• **DATA SHOWN**

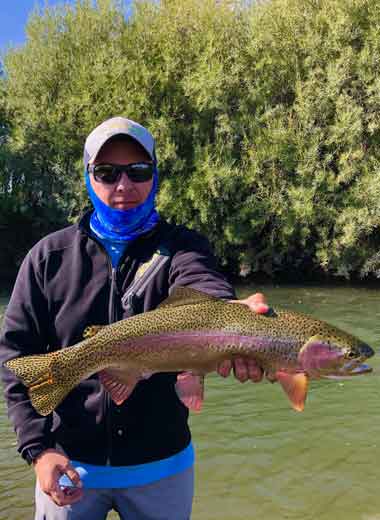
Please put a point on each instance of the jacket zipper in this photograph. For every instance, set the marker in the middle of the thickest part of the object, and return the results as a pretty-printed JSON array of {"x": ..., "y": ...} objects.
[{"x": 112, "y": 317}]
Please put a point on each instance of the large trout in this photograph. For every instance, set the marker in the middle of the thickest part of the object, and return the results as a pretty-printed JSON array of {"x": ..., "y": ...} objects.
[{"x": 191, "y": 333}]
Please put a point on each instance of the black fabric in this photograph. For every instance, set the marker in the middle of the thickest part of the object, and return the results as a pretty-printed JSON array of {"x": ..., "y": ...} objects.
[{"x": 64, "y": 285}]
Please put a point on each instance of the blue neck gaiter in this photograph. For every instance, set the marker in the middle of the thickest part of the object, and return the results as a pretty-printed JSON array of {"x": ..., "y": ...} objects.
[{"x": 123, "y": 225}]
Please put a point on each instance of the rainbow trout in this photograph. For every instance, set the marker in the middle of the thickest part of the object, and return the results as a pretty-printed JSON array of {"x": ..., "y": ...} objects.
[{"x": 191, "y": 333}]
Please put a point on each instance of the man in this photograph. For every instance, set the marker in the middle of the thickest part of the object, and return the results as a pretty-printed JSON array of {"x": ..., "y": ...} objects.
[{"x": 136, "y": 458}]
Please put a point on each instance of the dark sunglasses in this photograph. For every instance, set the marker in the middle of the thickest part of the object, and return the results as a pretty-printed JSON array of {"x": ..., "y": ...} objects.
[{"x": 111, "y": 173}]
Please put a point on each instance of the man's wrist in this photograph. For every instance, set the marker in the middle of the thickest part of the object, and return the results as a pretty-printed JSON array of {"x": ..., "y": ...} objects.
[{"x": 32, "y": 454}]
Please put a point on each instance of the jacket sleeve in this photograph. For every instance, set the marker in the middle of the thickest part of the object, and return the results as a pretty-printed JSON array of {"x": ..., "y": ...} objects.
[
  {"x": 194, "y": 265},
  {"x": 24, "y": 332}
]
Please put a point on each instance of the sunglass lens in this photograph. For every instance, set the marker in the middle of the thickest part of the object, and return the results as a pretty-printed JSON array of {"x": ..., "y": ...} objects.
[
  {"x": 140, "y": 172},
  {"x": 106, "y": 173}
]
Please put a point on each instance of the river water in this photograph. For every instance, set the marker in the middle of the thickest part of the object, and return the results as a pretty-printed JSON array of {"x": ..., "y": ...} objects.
...
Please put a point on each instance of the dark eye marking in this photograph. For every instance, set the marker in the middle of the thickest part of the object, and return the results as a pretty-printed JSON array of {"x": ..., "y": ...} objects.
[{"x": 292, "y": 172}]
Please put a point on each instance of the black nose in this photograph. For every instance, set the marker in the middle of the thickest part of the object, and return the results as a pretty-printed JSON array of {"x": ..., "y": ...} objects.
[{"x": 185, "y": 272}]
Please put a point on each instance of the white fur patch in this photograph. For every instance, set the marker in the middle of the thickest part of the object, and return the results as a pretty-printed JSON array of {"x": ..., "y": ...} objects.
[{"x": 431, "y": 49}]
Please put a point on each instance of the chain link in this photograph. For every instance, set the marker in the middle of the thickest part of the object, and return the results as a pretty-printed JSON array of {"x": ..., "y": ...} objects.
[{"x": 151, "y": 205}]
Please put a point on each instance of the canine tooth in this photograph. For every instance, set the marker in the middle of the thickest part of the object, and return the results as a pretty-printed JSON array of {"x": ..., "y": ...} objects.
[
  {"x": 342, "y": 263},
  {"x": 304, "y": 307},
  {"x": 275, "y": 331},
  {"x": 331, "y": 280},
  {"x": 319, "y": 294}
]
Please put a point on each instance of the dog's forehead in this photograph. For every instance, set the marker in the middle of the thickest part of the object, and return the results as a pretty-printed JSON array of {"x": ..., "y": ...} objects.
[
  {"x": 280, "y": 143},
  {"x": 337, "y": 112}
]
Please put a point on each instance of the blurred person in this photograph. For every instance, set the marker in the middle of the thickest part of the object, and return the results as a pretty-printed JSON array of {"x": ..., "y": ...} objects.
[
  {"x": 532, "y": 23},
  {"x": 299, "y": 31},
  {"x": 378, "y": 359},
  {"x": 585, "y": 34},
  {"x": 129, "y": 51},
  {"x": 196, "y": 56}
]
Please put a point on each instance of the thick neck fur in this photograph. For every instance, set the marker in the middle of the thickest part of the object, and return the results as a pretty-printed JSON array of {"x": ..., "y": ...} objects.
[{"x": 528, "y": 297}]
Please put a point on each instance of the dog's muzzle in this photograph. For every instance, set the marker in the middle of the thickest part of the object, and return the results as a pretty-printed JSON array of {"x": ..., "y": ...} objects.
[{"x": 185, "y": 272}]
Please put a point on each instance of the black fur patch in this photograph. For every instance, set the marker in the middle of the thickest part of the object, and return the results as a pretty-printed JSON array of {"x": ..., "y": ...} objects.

• **TASK DIRECTIONS**
Rewrite the records between the line holding "Please put a point on each instance of the sunglass" and the line holding "Please put a point on each instance of the river", inclusive, keeping the requests, and multiply every x and y coordinate in the answers by 1.3, rounding to whole numbers with halves rounded up. Give only these lines.

• **TASK SOLUTION**
Please put a point on each instance of the sunglass lens in this photograph. For every instance, set the marker in the middle of the thickest part of the object, and return the results as a pretty-printed JSON array of {"x": ..., "y": ...} objects.
[
  {"x": 182, "y": 224},
  {"x": 138, "y": 225}
]
Please put a point on each instance of the river water in this photograph. For every instance, set the marker in the middle of the thickest part of the object, and return the results as a pretty-printed JSON array of {"x": ..., "y": ...} objects.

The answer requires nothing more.